[Selected excerpt]
───
Scientists have discovered a reason why exercise might help to prevent Alzheimer’s disease, and it could lead to new treatments for the incurable condition.
Experts have found that a hormone called irisin released during a workout reduces the plaques and tangles in the brain thought to cause Alzheimer’s.
Physical exercise has been shown to reduce amyloid beta deposits in various mouse models, but the mechanisms involved have remained a mystery.
Now, the study, published in the journal Neuron, solves the puzzle and promises new ways to prevent or cure the condition.
The team from Massachusetts General Hospital had previously developed the first 3D human cell culture models of Alzheimer’s.
This displayed two major hallmarks of the condition, the generation of amyloid beta deposits followed by tau tangles in the brain.
───
Natural-language object grounding data:
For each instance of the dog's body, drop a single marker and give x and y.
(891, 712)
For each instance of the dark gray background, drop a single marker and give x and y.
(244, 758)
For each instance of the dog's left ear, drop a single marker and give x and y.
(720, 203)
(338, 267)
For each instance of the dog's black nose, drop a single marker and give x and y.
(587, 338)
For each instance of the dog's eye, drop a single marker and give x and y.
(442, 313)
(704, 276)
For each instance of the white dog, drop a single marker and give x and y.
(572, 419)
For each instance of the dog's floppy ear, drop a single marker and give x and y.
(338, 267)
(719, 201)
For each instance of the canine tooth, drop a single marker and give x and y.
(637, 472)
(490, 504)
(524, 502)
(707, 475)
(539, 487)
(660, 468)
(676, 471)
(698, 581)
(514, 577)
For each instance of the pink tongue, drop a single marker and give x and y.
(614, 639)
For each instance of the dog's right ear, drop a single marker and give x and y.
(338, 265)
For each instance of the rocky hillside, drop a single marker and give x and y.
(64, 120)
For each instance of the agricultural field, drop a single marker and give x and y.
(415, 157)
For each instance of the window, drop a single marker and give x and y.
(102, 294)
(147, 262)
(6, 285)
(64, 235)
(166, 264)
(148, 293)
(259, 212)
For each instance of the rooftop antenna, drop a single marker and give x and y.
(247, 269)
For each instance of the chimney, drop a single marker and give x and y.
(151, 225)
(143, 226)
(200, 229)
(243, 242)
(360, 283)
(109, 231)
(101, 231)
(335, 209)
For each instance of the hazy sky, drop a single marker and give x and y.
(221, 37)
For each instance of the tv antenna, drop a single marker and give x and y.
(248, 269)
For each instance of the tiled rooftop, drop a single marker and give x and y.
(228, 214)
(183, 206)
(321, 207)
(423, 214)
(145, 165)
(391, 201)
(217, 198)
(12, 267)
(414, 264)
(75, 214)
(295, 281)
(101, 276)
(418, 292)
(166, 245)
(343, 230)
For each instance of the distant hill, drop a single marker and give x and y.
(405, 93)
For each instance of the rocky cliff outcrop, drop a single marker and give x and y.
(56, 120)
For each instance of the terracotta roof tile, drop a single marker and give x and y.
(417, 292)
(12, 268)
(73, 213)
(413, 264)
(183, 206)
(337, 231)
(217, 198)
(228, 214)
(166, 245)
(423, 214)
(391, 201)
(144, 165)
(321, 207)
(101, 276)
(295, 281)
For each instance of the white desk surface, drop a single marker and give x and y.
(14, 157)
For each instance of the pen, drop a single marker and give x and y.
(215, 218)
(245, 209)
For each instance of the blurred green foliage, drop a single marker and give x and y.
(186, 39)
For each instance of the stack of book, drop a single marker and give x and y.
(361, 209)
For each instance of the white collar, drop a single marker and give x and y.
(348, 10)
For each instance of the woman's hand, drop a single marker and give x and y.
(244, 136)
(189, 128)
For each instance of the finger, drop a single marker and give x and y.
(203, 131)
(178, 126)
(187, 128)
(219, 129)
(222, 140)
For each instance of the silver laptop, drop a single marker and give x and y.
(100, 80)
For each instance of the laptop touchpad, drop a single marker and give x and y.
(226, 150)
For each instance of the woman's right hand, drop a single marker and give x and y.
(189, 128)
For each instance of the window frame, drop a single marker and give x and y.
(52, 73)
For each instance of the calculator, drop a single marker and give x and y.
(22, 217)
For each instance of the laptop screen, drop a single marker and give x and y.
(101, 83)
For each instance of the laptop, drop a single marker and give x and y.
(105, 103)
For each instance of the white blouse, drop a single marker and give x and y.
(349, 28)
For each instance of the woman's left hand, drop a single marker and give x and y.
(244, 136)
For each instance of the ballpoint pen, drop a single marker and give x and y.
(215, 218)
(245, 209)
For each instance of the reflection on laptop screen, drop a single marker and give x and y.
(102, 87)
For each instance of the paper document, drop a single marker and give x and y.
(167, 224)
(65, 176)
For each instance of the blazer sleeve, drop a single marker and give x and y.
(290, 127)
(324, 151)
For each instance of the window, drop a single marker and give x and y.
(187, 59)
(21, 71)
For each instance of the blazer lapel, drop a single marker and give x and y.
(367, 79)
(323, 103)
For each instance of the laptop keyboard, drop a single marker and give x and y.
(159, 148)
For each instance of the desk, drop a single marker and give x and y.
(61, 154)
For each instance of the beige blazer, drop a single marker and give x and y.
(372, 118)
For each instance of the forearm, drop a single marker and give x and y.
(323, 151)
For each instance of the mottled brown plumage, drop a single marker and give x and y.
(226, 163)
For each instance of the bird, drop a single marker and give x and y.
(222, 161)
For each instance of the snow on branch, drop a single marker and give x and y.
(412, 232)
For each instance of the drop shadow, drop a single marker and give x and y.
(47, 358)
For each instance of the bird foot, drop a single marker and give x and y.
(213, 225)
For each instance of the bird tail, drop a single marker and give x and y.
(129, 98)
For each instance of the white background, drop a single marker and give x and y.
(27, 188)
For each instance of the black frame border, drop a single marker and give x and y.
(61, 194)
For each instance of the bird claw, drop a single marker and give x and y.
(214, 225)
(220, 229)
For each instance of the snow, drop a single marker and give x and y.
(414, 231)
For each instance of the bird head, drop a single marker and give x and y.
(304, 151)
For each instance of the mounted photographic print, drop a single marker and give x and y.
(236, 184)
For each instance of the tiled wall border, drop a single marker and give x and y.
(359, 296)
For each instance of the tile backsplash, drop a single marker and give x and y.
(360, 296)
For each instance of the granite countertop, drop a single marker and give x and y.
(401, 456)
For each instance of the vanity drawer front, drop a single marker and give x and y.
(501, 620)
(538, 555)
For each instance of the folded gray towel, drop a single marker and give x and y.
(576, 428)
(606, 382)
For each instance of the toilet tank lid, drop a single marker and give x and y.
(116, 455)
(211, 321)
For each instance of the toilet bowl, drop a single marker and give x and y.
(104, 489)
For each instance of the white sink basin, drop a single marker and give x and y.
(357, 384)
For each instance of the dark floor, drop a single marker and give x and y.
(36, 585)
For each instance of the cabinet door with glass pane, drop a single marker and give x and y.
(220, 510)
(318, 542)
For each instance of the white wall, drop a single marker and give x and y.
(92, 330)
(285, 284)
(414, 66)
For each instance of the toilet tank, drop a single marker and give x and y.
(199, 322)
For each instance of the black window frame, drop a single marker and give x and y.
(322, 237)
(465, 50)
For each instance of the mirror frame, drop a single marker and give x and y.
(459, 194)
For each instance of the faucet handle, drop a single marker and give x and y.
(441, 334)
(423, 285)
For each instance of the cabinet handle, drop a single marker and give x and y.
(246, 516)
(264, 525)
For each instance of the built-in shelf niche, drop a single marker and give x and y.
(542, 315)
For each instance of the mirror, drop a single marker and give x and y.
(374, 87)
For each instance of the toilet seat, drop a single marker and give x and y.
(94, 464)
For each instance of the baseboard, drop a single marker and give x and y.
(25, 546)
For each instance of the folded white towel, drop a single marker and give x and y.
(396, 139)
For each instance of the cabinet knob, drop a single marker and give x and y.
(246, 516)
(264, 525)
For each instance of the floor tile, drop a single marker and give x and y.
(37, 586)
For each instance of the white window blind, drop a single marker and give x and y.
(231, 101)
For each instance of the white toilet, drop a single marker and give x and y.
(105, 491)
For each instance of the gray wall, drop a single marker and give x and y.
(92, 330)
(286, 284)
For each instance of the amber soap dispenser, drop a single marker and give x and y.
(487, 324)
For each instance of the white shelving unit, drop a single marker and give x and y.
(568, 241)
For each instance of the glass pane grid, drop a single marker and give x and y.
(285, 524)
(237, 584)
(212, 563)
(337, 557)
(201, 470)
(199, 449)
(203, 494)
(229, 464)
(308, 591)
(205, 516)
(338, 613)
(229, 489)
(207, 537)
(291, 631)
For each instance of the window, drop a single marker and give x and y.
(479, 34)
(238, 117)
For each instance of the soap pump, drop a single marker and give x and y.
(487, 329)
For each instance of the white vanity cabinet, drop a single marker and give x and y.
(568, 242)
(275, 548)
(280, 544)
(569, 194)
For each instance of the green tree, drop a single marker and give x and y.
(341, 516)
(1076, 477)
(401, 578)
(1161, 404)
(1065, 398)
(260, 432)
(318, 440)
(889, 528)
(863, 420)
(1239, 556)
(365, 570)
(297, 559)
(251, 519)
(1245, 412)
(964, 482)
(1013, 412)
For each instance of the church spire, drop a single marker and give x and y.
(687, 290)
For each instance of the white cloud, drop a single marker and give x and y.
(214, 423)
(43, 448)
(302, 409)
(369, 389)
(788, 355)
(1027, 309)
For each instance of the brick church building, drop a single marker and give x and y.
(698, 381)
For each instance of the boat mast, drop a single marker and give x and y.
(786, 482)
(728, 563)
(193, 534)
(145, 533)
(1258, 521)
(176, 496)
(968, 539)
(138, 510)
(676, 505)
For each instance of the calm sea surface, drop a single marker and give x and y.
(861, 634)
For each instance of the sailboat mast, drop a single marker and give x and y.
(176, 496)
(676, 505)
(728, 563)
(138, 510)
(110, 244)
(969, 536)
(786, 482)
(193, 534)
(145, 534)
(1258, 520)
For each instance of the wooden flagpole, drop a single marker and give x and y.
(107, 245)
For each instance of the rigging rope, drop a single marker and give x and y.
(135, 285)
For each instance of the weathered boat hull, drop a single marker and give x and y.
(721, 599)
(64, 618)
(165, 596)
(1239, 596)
───
[Problems to work on]
a: Quote each sentence of the passage on exercise and Alzheimer's disease that contains the word "Alzheimer's".
b: Resume the passage on exercise and Alzheimer's disease, starting after its final sentence.

[Answers to this exercise]
a:
Scientists have discovered a reason why exercise might help to prevent Alzheimer’s disease, and it could lead to new treatments for the incurable condition.
Experts have found that a hormone called irisin released during a workout reduces the plaques and tangles in the brain thought to cause Alzheimer’s.
The team from Massachusetts General Hospital had previously developed the first 3D human cell culture models of Alzheimer’s.

b:
It was known that exercise increases circulating levels of the muscle-derived hormone irisin, which regulates glucose and lipid metabolism in fat tissue and increases energy expenditure by accelerating the browning of white fat tissue.
Previous studies have revealed that irisin occurs in human and mouse brains but is reduced in those suffering from Alzheimer’s.
So the team applied the hormone to their 3D cell culture model of Alzheimer’s disease.
Dr Se Hoon Choi said: “First, we found that irisin treatment led to a remarkable reduction of amyloid beta pathology.
“Second, we showed this effect of irisin was attributable to increased neprilysin activity owing to increased levels of neprilysin secreted from cells in the brain called astrocytes.”
Neprilysin is an amyloid beta–degrading enzyme found in the brains of mice exposed to exercise.
Previous studies have shown that in mice, irisin injected into the bloodstream can make its way into the brain, making it potentially useful as a therapeutic.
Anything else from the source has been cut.